Exercise goal:
How many lines of the listing below contain the word "tower"? Reply with the number alone.

Records provided:
# # # # # # #

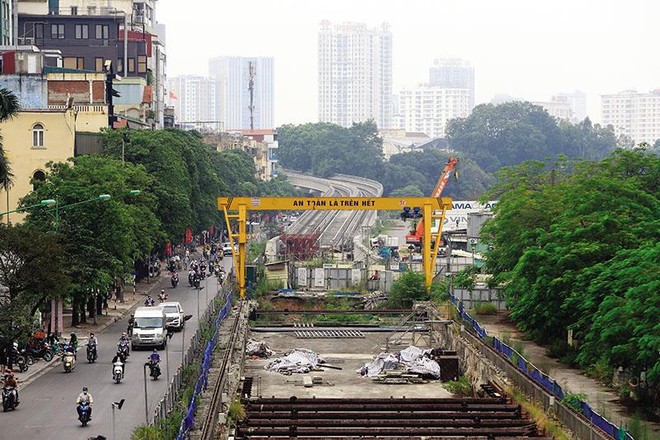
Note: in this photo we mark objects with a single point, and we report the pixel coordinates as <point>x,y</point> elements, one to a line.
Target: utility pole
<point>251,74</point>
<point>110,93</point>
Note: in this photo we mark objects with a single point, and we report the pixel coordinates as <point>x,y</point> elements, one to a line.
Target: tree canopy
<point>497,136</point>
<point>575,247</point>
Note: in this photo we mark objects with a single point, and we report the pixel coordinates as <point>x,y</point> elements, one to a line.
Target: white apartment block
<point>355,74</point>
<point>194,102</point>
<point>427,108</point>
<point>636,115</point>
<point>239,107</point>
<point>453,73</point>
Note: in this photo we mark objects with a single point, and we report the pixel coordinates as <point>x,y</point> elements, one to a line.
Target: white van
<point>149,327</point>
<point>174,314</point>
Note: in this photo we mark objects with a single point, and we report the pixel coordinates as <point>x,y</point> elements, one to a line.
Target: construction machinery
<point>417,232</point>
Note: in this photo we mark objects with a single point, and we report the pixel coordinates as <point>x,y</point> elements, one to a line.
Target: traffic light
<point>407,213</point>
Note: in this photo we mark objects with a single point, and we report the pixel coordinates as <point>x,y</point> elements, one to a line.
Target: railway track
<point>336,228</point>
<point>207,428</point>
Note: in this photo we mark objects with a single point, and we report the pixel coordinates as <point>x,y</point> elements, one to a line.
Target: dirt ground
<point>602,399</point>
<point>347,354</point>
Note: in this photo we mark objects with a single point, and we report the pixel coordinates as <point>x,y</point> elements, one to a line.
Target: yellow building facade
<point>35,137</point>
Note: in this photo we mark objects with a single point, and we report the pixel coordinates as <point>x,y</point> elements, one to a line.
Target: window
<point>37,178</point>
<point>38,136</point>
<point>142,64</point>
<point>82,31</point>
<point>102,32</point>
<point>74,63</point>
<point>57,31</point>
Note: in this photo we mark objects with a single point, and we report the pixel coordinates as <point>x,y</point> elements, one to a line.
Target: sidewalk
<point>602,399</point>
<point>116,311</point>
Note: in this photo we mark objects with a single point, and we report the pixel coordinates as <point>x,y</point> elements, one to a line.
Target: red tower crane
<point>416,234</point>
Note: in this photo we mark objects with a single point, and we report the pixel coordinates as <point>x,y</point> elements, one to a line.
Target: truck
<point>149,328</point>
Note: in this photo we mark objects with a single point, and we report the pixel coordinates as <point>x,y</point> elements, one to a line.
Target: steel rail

# # # # # # #

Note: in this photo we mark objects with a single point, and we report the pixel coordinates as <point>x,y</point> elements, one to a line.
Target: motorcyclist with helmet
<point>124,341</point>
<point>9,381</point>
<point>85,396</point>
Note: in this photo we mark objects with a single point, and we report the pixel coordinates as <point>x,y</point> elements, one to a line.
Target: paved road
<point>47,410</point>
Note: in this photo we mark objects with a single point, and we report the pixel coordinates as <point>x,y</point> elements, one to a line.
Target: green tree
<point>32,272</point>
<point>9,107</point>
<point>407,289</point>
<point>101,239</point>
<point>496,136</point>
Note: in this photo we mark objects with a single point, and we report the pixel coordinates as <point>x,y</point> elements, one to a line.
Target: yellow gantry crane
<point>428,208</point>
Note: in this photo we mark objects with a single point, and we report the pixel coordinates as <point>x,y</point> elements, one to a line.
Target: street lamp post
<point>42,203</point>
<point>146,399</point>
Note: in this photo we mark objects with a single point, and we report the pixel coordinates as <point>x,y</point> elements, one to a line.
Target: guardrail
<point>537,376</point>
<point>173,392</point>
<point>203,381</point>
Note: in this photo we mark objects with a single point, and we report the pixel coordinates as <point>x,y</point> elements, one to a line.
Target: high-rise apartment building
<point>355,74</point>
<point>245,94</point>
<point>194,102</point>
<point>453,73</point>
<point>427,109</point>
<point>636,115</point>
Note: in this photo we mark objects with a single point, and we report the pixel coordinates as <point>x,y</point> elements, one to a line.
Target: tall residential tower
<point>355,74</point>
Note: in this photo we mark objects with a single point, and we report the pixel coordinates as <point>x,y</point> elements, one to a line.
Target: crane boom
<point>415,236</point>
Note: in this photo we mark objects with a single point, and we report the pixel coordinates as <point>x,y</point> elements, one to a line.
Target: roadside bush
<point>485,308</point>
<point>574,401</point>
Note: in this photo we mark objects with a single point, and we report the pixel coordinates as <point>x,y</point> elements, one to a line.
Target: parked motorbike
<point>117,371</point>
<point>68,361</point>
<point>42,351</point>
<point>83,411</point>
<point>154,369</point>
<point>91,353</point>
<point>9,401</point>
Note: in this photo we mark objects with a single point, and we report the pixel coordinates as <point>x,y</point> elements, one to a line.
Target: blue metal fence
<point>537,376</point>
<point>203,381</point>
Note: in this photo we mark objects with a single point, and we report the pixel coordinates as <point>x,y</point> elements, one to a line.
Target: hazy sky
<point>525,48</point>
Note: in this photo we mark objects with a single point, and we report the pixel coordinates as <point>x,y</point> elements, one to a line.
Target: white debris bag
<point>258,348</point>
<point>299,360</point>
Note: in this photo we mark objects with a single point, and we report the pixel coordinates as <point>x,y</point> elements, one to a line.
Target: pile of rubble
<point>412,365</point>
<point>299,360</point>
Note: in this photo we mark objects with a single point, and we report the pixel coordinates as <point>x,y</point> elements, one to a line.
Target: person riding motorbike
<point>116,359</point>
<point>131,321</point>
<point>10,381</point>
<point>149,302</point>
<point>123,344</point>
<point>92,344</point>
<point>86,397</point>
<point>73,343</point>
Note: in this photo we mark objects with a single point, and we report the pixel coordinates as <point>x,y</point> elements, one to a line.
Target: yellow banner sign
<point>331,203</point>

# # # # # # #

Completed exercise:
2